Stored entries
──────────

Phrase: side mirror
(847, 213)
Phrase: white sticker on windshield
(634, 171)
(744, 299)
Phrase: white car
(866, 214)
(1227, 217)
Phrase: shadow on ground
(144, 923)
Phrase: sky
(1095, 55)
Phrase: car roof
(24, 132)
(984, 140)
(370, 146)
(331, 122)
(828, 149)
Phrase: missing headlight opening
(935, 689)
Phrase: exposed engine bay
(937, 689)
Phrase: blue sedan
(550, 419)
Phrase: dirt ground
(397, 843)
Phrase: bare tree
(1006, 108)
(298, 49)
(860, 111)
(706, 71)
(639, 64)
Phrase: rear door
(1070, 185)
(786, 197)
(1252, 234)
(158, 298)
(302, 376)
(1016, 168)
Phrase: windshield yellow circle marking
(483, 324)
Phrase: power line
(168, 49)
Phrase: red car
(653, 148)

──────────

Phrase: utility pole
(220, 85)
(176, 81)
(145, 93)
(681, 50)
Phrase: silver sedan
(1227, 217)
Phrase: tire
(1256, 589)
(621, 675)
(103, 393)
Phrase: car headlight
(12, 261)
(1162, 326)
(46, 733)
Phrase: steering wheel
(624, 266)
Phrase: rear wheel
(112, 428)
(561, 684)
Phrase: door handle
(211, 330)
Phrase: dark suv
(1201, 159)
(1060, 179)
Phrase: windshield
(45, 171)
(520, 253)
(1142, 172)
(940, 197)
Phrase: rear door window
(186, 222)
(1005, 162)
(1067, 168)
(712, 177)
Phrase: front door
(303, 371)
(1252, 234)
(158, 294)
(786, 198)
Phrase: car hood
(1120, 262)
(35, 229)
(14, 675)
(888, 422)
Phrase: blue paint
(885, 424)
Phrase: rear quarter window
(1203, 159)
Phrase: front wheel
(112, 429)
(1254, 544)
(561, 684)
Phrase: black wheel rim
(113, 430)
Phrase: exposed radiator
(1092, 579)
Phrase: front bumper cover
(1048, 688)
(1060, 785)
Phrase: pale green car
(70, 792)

──────────

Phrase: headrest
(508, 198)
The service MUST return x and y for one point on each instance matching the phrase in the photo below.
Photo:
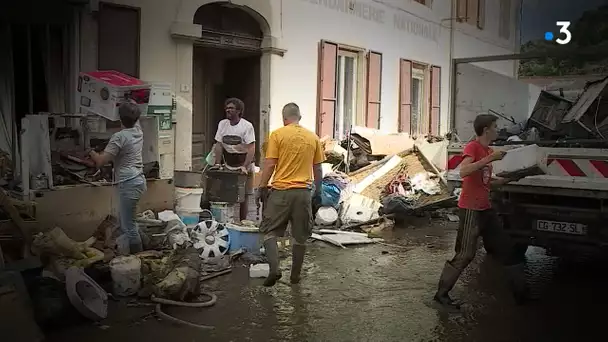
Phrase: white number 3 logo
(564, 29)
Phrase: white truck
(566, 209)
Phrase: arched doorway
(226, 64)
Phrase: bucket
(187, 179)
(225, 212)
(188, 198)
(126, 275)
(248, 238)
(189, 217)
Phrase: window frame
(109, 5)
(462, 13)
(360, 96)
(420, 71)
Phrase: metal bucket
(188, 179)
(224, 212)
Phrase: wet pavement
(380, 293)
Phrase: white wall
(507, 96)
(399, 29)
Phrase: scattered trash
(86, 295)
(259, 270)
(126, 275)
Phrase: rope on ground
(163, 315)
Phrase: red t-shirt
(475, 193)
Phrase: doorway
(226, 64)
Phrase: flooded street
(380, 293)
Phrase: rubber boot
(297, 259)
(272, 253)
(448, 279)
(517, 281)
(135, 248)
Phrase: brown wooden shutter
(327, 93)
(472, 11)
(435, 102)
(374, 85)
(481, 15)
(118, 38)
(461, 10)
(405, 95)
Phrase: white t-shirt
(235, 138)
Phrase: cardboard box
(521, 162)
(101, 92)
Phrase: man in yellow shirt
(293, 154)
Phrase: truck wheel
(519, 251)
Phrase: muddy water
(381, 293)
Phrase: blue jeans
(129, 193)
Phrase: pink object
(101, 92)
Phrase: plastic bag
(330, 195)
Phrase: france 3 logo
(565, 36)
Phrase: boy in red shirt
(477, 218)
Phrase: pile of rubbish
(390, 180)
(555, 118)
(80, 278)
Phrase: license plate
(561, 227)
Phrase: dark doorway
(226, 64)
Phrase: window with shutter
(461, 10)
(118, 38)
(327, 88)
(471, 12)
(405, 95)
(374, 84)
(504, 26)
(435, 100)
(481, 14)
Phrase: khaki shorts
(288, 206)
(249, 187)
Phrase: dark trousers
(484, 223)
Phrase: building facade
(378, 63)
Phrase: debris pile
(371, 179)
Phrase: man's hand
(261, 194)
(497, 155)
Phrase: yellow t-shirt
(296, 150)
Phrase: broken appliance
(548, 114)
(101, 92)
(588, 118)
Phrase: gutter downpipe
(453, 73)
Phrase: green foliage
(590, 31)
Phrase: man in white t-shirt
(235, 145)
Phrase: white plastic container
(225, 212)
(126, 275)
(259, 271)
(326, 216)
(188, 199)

──────────

Pick out each line in the rows above that contains the word "front" and copy those lines.

Phrase: front door
Phrase: front wheel
Phrase: front bumper cover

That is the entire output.